To do =
Repeat all of the data below line for line, shifting each answer coordinate by adding 9 to both of its numbers. Leave out the pictures.

Excerpted data =

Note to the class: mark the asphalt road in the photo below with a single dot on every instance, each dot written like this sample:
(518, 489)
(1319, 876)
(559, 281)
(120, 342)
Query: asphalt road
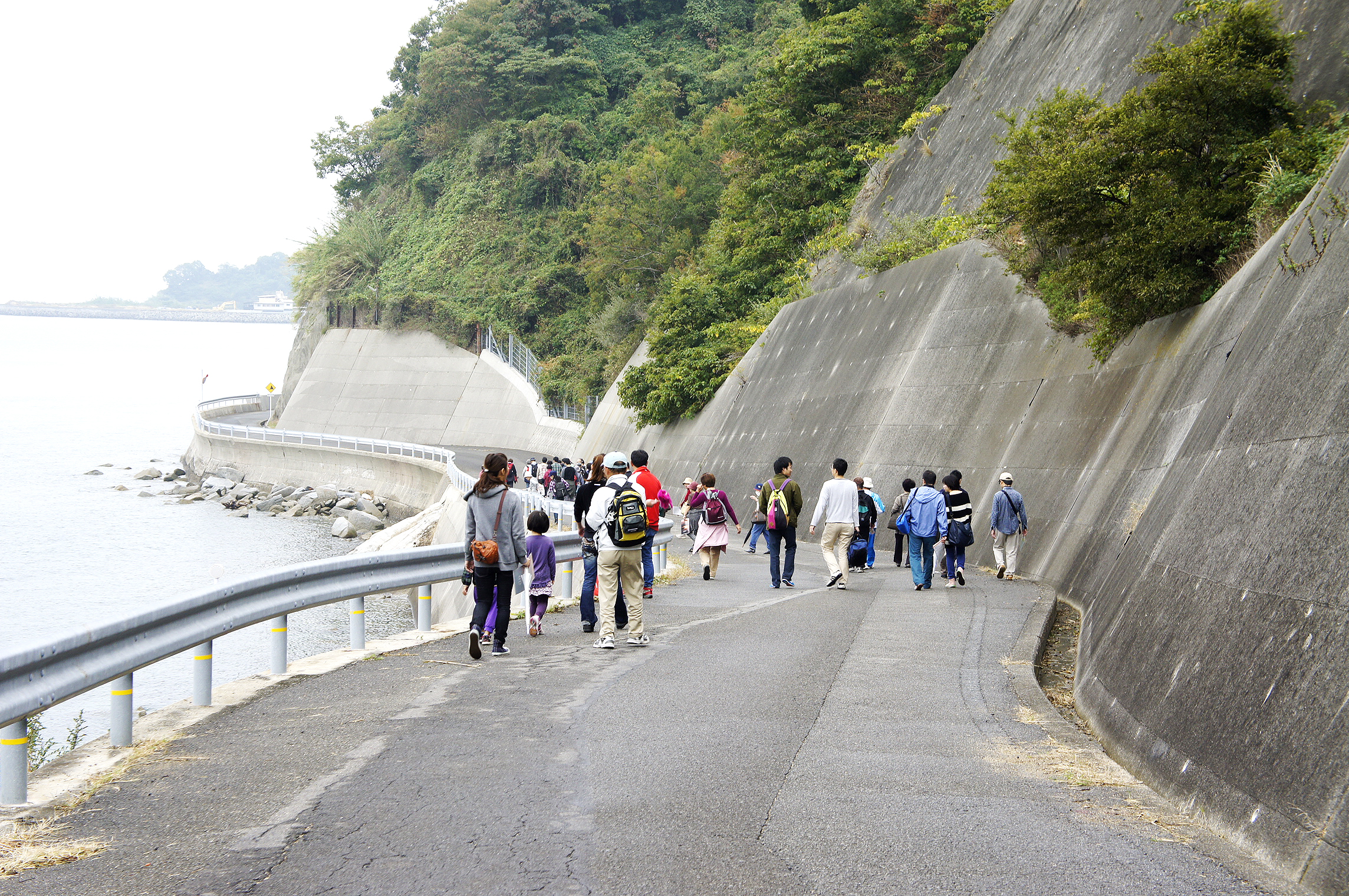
(808, 741)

Task solution =
Note to the class: mark the asphalt road in the photo below with a single dot on every instance, each dot written like this sample:
(518, 489)
(1319, 876)
(559, 281)
(120, 342)
Query: asphalt road
(817, 750)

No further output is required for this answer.